> Work to do: Locate the line containing "Drop one point on every instance of the rainbow" in the data below. Reproduce it and every following line up to the end, exactly as given.

[Point placement records]
----

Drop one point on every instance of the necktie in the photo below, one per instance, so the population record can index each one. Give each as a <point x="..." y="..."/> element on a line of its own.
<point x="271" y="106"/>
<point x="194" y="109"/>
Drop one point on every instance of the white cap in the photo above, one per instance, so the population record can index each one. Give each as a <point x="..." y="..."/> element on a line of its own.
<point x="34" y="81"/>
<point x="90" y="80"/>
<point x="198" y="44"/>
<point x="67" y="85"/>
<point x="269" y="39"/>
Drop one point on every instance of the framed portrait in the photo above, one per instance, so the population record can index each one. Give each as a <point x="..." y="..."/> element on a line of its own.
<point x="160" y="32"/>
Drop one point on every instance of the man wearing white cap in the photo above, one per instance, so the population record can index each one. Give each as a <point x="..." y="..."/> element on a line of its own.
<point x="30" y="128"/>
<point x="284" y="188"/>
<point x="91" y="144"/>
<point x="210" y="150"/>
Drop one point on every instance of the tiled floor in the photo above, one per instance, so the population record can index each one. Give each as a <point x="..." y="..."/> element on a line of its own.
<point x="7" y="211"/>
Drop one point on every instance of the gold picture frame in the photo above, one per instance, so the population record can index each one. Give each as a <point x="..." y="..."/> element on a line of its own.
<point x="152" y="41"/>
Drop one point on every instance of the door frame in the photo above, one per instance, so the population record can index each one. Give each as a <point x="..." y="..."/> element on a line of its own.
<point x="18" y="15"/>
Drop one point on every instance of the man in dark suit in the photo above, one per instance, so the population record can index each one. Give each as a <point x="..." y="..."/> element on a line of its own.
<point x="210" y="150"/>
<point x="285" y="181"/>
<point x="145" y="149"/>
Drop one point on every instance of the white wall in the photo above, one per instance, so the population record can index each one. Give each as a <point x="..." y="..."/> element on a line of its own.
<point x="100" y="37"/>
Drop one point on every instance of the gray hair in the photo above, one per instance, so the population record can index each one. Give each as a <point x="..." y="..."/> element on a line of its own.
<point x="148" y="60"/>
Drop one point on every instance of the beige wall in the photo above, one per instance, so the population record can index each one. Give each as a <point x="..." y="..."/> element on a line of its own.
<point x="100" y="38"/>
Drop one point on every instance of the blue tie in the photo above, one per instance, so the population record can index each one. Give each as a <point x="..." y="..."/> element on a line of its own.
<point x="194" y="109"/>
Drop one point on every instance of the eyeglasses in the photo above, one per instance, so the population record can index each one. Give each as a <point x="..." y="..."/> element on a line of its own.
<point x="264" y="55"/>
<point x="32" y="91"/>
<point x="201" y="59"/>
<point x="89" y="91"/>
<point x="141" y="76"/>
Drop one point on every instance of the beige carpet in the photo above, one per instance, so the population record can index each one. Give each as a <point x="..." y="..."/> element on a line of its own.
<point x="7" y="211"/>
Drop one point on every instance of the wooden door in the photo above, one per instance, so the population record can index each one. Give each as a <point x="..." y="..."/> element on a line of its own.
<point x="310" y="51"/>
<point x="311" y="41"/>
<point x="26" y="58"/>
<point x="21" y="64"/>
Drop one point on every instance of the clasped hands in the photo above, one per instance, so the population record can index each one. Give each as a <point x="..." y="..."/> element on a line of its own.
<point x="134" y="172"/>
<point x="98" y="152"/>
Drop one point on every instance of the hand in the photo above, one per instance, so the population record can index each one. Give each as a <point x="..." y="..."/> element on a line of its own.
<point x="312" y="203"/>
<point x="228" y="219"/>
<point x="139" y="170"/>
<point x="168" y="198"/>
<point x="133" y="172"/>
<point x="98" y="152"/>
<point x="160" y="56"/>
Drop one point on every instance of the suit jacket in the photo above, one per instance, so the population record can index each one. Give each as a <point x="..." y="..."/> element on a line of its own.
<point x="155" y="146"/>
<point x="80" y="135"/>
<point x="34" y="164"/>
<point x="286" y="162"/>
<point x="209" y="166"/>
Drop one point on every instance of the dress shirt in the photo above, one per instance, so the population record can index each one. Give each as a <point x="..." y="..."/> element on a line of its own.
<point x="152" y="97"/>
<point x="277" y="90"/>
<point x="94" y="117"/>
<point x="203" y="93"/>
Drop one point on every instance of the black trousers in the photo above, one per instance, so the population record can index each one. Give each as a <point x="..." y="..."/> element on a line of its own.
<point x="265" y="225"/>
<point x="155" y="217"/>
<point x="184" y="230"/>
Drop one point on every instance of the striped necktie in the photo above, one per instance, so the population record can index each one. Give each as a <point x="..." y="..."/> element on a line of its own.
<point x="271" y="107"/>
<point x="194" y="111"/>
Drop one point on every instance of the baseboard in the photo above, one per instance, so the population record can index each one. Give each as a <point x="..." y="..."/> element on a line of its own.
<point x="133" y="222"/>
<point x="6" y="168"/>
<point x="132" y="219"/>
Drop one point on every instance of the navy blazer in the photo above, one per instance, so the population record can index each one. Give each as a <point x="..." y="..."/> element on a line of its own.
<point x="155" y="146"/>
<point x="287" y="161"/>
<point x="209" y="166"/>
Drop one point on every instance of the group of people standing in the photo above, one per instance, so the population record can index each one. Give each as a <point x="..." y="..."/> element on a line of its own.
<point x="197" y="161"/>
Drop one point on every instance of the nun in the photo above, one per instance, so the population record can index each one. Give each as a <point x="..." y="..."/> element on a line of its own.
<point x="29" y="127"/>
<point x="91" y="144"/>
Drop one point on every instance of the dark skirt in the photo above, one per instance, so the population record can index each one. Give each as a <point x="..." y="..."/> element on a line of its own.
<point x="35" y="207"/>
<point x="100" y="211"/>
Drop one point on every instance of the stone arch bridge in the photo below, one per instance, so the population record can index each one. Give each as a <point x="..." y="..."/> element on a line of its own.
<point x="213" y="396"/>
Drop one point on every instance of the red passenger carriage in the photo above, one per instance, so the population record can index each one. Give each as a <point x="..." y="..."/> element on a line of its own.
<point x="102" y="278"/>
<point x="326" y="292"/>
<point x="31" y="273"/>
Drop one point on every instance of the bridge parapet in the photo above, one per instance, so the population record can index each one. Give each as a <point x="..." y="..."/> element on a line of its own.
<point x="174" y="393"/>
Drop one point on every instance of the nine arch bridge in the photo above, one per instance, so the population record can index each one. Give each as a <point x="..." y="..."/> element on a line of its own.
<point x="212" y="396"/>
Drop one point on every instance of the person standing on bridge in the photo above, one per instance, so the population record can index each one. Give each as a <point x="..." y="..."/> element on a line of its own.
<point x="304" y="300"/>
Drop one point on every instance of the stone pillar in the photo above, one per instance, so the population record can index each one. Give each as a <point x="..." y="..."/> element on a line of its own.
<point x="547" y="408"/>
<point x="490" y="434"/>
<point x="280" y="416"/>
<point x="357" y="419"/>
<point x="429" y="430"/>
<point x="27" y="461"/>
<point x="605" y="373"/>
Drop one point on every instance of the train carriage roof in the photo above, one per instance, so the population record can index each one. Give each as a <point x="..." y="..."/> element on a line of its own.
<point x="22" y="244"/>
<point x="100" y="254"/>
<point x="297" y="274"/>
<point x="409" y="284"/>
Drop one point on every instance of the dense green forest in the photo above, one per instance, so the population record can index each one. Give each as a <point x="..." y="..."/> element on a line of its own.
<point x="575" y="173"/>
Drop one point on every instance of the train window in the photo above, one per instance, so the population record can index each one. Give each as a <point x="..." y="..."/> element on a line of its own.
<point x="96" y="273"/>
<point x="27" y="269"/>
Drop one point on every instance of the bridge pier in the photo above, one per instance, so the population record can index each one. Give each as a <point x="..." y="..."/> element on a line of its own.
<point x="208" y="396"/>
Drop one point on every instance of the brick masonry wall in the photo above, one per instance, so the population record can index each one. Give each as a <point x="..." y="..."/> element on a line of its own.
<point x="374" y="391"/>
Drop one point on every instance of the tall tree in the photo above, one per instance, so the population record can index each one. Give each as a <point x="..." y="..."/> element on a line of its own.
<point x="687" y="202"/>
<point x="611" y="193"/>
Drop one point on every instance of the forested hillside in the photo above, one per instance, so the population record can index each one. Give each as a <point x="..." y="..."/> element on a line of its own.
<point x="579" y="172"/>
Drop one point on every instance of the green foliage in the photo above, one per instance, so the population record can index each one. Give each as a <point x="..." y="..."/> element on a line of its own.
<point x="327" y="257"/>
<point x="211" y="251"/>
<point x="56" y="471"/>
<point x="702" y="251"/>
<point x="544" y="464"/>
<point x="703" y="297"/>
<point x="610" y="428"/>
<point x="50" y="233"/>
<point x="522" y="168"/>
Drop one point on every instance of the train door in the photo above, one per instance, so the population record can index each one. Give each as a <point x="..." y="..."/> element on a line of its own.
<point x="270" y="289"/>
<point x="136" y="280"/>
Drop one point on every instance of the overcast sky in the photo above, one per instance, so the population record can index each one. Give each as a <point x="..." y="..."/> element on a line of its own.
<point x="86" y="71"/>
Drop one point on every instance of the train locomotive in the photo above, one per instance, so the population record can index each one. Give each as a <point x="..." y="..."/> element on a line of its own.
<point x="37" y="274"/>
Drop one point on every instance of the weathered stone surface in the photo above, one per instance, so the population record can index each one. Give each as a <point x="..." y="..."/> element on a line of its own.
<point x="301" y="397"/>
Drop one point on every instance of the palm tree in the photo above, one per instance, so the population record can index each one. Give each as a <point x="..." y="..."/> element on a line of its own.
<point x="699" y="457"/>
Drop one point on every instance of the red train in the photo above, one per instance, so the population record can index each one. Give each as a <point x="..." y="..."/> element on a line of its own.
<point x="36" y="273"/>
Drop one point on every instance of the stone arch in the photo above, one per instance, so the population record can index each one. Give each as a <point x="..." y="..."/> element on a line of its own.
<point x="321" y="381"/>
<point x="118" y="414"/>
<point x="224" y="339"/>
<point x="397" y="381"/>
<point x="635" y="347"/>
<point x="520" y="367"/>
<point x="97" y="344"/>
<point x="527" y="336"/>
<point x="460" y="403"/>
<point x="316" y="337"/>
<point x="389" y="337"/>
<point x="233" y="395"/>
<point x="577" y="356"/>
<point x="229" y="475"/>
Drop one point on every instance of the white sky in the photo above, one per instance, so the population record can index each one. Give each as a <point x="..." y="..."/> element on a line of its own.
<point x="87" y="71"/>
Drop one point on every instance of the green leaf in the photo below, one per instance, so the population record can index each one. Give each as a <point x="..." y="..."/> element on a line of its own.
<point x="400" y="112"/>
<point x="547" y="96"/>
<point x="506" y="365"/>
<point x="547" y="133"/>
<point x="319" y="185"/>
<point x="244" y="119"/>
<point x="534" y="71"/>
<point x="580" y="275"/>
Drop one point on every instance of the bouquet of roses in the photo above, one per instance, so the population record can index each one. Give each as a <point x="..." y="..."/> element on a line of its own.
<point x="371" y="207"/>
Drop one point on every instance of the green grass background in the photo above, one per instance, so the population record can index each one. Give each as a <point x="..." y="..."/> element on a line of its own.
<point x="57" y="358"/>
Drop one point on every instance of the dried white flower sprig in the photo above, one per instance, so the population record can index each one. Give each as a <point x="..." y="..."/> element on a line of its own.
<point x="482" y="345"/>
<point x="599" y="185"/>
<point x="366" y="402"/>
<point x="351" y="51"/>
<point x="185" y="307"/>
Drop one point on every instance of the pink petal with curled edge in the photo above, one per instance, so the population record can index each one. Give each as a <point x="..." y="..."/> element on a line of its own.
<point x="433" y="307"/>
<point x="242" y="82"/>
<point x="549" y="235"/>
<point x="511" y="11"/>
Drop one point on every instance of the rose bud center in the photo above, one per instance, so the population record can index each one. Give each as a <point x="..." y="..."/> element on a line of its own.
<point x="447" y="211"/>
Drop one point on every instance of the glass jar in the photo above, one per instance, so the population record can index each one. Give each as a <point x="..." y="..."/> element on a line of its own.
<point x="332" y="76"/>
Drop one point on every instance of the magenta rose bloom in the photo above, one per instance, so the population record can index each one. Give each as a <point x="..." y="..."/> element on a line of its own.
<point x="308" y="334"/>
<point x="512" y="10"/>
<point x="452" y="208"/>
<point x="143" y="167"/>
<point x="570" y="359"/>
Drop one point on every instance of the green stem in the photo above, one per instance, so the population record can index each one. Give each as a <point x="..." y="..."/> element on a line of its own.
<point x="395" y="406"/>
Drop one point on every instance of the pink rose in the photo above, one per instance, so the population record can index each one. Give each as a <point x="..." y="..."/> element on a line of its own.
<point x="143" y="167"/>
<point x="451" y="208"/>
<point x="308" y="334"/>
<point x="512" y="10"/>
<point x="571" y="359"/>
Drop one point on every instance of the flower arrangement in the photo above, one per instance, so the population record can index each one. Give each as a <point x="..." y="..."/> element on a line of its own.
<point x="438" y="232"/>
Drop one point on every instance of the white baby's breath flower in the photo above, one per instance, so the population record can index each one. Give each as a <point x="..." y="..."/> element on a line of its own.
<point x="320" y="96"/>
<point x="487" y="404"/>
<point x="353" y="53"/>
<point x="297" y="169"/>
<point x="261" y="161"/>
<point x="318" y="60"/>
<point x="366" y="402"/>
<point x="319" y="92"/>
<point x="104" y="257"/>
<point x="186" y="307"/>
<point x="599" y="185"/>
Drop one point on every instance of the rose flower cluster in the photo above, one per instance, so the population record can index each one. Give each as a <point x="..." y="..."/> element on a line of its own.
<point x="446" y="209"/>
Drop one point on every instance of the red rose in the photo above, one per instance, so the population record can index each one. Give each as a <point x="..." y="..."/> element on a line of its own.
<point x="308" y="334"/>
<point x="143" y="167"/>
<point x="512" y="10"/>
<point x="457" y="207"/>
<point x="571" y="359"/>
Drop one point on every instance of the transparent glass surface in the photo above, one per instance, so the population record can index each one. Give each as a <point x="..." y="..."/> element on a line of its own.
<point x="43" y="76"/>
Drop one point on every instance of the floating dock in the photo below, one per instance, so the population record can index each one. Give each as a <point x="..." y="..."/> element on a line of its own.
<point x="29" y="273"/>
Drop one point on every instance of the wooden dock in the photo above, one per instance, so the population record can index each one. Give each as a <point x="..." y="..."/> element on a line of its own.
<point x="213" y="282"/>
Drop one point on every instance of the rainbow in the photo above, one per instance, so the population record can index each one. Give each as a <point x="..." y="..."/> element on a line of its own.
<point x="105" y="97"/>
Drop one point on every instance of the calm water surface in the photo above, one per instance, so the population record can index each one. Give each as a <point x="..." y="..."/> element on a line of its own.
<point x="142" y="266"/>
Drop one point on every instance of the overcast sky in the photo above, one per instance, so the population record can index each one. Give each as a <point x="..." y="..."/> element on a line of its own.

----

> Output for this task:
Drop one point on every instance of the rainbow in the photo above, one per instance, so the population record can index each one. Give each as a <point x="..." y="..."/> element on a line of its own.
<point x="105" y="97"/>
Drop one point on every instance of the calm water surface in the photo above, one per instance, so the population record can index each one. Give each as a <point x="..." y="..."/> element on a line of its own.
<point x="142" y="266"/>
Drop one point on every instance of the overcast sky in the photo above, one per instance, so the population record can index each one. Give each as a <point x="..." y="..."/> element on a line of its own.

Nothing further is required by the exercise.